SHORT TASK:
Please answer these questions from the text on business profit below:
1. What two options does the text give for the profit left after bonus payments?
2. What are the three ways to receive money from your business?
3. What two reasons does the text give for wanting to receive money from your business?

DOCUMENT EXTRACT:
Yes – there are many other reasons why you are driven to be in business. Regardless, you are in business to generate money. You have set a plan for your business and those plans include the generation of money to cover costs, which will include your personal remuneration.

When all of the costs are covered there will be profit…you have planned for gross profit. Linked to that profit, you likely have planned to make bonus payments to employees, including yourself and to other owner-operators, if any. After those payments are made, the remaining profit can either be left in your business as retained earnings or it can be paid out as dividends to owners.

There are lots of choices in business.

And, business is about generating profits and personal wealth.

Don't be shy about that.

Profit is a valuable thing in business.

Be clear about that.

Talk about profit.

Talk about profit and its relationship with your other corporate Values.

Use visual tools to clarify the picture as you see it.

For example...

In summary, you have 3 ways to receive money from your business:

  1. Salary [wages],
  2. Bonus, and
  3. Dividends.

Many might view the following question as rhetorical.

Nonetheless, we will ask it:

Why would you want to receive money from your business?

The answer is: (1) to cover your current needs for money and (2) to cover your future needs for money.

Few small-business owners will argue with both those reasons.

Fewer small-business owners will do both of them.

RECORD LIST:
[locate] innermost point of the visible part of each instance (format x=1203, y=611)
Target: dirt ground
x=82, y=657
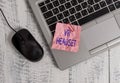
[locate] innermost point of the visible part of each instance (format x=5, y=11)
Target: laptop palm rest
x=101, y=33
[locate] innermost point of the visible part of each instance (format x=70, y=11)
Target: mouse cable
x=7, y=21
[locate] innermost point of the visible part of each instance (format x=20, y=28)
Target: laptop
x=97, y=18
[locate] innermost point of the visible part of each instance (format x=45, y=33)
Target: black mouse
x=26, y=44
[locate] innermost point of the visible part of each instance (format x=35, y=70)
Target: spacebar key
x=93, y=16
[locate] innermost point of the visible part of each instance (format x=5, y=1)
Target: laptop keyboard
x=77, y=12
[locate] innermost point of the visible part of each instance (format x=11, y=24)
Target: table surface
x=14, y=68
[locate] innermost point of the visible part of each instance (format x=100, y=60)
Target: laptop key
x=51, y=20
x=84, y=5
x=117, y=4
x=56, y=3
x=72, y=10
x=90, y=9
x=65, y=20
x=78, y=15
x=108, y=1
x=72, y=18
x=80, y=1
x=49, y=6
x=84, y=12
x=93, y=16
x=48, y=14
x=43, y=9
x=96, y=6
x=68, y=5
x=61, y=8
x=111, y=7
x=66, y=13
x=52, y=27
x=74, y=2
x=60, y=16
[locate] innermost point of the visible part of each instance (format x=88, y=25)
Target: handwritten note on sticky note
x=66, y=37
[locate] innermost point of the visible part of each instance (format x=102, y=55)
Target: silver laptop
x=99, y=26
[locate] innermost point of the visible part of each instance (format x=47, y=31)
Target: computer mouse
x=26, y=44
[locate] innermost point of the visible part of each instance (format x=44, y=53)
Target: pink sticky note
x=66, y=37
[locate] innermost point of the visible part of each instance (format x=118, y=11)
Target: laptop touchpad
x=101, y=33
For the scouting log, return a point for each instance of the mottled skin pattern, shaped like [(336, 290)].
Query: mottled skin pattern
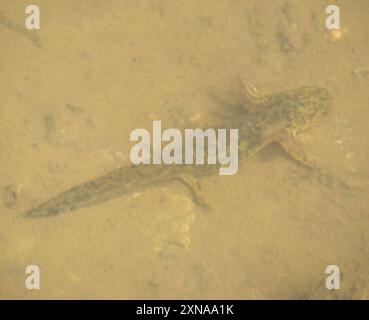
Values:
[(278, 117)]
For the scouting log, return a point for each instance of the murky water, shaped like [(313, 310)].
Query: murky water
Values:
[(72, 92)]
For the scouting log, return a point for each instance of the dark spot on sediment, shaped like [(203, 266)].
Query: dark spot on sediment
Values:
[(9, 196), (50, 124)]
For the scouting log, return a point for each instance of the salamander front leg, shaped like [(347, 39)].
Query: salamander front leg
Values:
[(195, 188)]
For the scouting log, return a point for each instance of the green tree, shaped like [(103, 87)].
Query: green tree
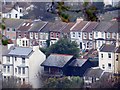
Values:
[(64, 46)]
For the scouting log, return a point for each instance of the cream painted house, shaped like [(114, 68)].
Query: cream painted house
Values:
[(23, 63)]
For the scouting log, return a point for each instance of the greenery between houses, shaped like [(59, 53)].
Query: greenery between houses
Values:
[(64, 82), (63, 46)]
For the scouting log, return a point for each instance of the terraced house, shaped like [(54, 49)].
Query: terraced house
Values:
[(23, 63), (12, 26)]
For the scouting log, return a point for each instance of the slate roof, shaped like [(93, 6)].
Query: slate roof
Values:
[(68, 27), (107, 48), (58, 26), (77, 62), (47, 27), (13, 23), (103, 26), (23, 4), (94, 72), (37, 26), (115, 27), (117, 50), (79, 26), (7, 8), (90, 27), (25, 26), (20, 51), (57, 60)]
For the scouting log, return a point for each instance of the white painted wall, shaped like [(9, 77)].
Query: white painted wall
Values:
[(35, 61), (13, 12), (20, 42), (105, 60)]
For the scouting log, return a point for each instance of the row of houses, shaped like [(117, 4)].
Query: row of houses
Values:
[(25, 60), (29, 64), (87, 34), (15, 10)]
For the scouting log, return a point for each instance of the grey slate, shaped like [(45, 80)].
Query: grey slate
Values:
[(13, 23), (20, 51), (93, 72), (103, 26), (107, 48), (37, 26), (77, 62), (57, 60)]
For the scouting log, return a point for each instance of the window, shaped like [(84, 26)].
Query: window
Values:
[(8, 37), (8, 59), (109, 65), (90, 35), (114, 35), (14, 38), (8, 77), (51, 34), (15, 70), (79, 34), (57, 35), (13, 29), (24, 34), (73, 34), (9, 15), (8, 70), (15, 58), (26, 43), (31, 35), (102, 34), (20, 10), (16, 15), (36, 35), (23, 79), (19, 70), (8, 29), (101, 55), (4, 77), (103, 66), (23, 60), (23, 24), (28, 24), (23, 71), (116, 57), (46, 69), (96, 34), (109, 55), (23, 43), (85, 35), (4, 68), (108, 35)]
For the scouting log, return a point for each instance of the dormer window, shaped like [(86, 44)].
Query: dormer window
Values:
[(31, 25), (16, 15), (20, 10), (73, 34), (108, 35), (23, 24), (8, 29)]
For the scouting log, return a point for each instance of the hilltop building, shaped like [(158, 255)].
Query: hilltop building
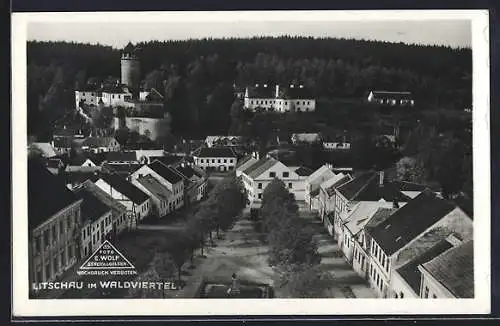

TASK SOLUTION:
1. It can be left in the business as retained earnings or paid out to owners as dividends.
2. Salary (wages), bonus, and dividends.
3. To cover your current needs for money and your future needs for money.